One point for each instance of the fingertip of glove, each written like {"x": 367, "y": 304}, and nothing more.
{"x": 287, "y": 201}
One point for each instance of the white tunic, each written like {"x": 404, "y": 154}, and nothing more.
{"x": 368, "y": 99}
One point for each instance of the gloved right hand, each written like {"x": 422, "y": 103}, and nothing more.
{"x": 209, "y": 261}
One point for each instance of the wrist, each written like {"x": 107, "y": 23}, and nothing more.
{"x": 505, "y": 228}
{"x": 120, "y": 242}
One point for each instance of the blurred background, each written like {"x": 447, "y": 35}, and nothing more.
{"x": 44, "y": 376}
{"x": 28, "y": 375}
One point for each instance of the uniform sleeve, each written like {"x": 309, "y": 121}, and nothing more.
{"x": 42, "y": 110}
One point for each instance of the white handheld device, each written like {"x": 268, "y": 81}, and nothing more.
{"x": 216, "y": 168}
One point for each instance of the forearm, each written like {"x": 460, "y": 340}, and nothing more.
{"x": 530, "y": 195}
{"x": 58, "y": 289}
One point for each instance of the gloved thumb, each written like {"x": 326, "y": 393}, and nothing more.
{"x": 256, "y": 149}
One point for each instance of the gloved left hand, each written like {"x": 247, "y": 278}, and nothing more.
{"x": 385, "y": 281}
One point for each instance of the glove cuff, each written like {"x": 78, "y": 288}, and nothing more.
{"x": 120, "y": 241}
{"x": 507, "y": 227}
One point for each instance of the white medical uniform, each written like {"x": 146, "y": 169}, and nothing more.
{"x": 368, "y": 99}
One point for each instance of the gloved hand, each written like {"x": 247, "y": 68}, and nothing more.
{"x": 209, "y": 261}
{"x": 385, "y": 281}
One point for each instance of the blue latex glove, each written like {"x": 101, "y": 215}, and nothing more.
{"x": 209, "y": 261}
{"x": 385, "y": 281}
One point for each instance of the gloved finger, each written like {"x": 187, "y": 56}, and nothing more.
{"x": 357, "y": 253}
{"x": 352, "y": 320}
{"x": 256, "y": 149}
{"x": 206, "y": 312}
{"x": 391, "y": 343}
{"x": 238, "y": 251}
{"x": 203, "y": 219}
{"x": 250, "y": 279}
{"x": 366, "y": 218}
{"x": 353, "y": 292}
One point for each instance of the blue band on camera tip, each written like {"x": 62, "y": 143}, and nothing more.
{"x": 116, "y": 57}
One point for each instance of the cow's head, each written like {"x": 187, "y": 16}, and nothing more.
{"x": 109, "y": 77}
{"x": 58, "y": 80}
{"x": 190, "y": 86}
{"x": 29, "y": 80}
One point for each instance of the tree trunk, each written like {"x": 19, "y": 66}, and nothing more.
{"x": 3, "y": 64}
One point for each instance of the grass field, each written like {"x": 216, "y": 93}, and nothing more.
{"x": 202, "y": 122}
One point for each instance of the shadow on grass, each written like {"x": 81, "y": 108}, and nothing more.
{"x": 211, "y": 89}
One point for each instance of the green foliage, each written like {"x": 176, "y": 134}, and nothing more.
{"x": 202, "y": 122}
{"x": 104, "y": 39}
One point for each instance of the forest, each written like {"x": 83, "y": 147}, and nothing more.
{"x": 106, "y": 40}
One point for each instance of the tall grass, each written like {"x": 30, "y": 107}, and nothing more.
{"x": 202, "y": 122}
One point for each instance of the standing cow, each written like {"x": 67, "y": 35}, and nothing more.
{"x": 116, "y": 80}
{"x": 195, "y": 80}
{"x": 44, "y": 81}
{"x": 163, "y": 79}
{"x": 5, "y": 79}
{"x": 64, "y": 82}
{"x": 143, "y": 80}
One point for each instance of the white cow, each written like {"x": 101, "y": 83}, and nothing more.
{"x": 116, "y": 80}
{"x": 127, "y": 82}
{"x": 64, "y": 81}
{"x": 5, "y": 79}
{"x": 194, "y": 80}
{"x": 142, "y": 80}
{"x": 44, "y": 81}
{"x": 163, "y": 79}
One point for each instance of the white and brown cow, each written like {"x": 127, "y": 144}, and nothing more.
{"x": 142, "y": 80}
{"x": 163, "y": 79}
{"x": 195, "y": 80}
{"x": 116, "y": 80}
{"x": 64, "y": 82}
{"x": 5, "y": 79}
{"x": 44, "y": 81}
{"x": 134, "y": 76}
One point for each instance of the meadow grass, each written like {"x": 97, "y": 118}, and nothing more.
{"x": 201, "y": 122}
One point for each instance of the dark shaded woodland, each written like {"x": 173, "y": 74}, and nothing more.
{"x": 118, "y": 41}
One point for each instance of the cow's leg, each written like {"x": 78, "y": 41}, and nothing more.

◆ **WHAT IS REQUIRED**
Format every line of the listing above as a Markdown table with the columns Row and Line. Number the rows in order and leave out blank lines.

◆ **EXPECTED ANSWER**
| Row | Line |
|---|---|
| 1 | One point for each instance of the fingertip of glove, each written like {"x": 367, "y": 304}, and nothing more. |
| 2 | {"x": 287, "y": 201} |
| 3 | One point for each instance of the white tunic, each written like {"x": 404, "y": 154}, and nothing more. |
| 4 | {"x": 368, "y": 99} |
| 5 | One point for each instance of the gloved right hand, each written like {"x": 422, "y": 103}, and nothing more. |
| 6 | {"x": 209, "y": 261} |
| 7 | One point for each instance of the wrist, each written like {"x": 107, "y": 23}, and nothing more. |
| 8 | {"x": 505, "y": 228} |
| 9 | {"x": 120, "y": 242} |
| 10 | One point for each instance of the blurred background, each written like {"x": 447, "y": 35}, and nothing more. |
| 11 | {"x": 44, "y": 376} |
| 12 | {"x": 28, "y": 375} |
| 13 | One point for each instance of the uniform sleeve, each written like {"x": 309, "y": 121}, and nothing more. |
| 14 | {"x": 42, "y": 110} |
| 15 | One point for each instance of the white handheld device, each written like {"x": 268, "y": 81}, and nothing more. |
| 16 | {"x": 216, "y": 168} |
| 17 | One point for each instance of the forearm, each written like {"x": 460, "y": 340}, and nothing more. |
| 18 | {"x": 530, "y": 195} |
| 19 | {"x": 58, "y": 289} |
| 20 | One point for each instance of the gloved thumb, each written like {"x": 326, "y": 393}, and nothing more. |
| 21 | {"x": 256, "y": 149} |
| 22 | One point for each instance of the gloved left hand, each written like {"x": 247, "y": 278}, and nothing more. |
| 23 | {"x": 385, "y": 281} |
| 24 | One point for each instance of the glove cuff, each written like {"x": 78, "y": 288}, and nothing more. |
| 25 | {"x": 120, "y": 241} |
| 26 | {"x": 507, "y": 227} |
| 27 | One point for each instance of the white medical uniform, each written like {"x": 146, "y": 169}, and nothing more. |
| 28 | {"x": 368, "y": 99} |
| 29 | One point for each instance of the gloved hand, each written like {"x": 247, "y": 68}, and nothing more. |
| 30 | {"x": 209, "y": 261} |
| 31 | {"x": 385, "y": 281} |
| 32 | One point for each instance of the blue latex glove, each written like {"x": 101, "y": 215}, and nothing more. |
| 33 | {"x": 209, "y": 261} |
| 34 | {"x": 385, "y": 281} |
| 35 | One point for each instance of the gloved finger, each written like {"x": 187, "y": 56}, and nothing more. |
| 36 | {"x": 357, "y": 253} |
| 37 | {"x": 352, "y": 320} |
| 38 | {"x": 256, "y": 149} |
| 39 | {"x": 206, "y": 312} |
| 40 | {"x": 391, "y": 343} |
| 41 | {"x": 238, "y": 251} |
| 42 | {"x": 203, "y": 219} |
| 43 | {"x": 250, "y": 279} |
| 44 | {"x": 366, "y": 218} |
| 45 | {"x": 353, "y": 292} |
| 46 | One point for each instance of the blue band on camera tip, each written like {"x": 62, "y": 143}, and nothing more. |
| 47 | {"x": 116, "y": 57} |
| 48 | One point for each instance of the cow's head, each written like {"x": 187, "y": 16}, and nothing more. |
| 49 | {"x": 109, "y": 77} |
| 50 | {"x": 58, "y": 80} |
| 51 | {"x": 190, "y": 86} |
| 52 | {"x": 29, "y": 80} |
| 53 | One point for each instance of the tree trunk, each written like {"x": 19, "y": 66}, and nothing more. |
| 54 | {"x": 3, "y": 64} |
| 55 | One point for each instance of the grass field, each written like {"x": 216, "y": 93}, and nothing more. |
| 56 | {"x": 202, "y": 122} |
| 57 | One point for each instance of the shadow on grass, each written like {"x": 81, "y": 108}, and nothing more. |
| 58 | {"x": 211, "y": 89} |
| 59 | One point for each instance of the green foliage, each written like {"x": 176, "y": 134}, and nothing more. |
| 60 | {"x": 202, "y": 122} |
| 61 | {"x": 104, "y": 39} |
| 62 | One point for each instance of the forest, each written like {"x": 83, "y": 147}, and nothing more. |
| 63 | {"x": 106, "y": 40} |
| 64 | One point for each instance of the tall grass, each written like {"x": 30, "y": 107}, and nothing more. |
| 65 | {"x": 202, "y": 122} |
| 66 | One point for each instance of the standing cow, each written like {"x": 67, "y": 35}, and nothing more. |
| 67 | {"x": 116, "y": 80} |
| 68 | {"x": 195, "y": 80} |
| 69 | {"x": 44, "y": 81} |
| 70 | {"x": 163, "y": 79} |
| 71 | {"x": 5, "y": 79} |
| 72 | {"x": 64, "y": 82} |
| 73 | {"x": 143, "y": 80} |
| 74 | One point for each instance of the white cow, each written like {"x": 101, "y": 83}, and nothing more. |
| 75 | {"x": 116, "y": 80} |
| 76 | {"x": 127, "y": 82} |
| 77 | {"x": 64, "y": 81} |
| 78 | {"x": 5, "y": 79} |
| 79 | {"x": 194, "y": 80} |
| 80 | {"x": 142, "y": 80} |
| 81 | {"x": 44, "y": 81} |
| 82 | {"x": 163, "y": 79} |
| 83 | One point for each instance of the white and brown cow, each written like {"x": 127, "y": 144}, and nothing more. |
| 84 | {"x": 142, "y": 80} |
| 85 | {"x": 163, "y": 79} |
| 86 | {"x": 195, "y": 80} |
| 87 | {"x": 116, "y": 80} |
| 88 | {"x": 64, "y": 82} |
| 89 | {"x": 5, "y": 79} |
| 90 | {"x": 44, "y": 81} |
| 91 | {"x": 134, "y": 76} |
| 92 | One point for each instance of the meadow grass, each written like {"x": 97, "y": 118}, and nothing more. |
| 93 | {"x": 201, "y": 122} |
| 94 | One point for each instance of the dark shaded woodland, each written like {"x": 173, "y": 74}, and nothing more. |
| 95 | {"x": 118, "y": 41} |
| 96 | One point for each instance of the cow's leg, each written like {"x": 78, "y": 41}, and nothing more. |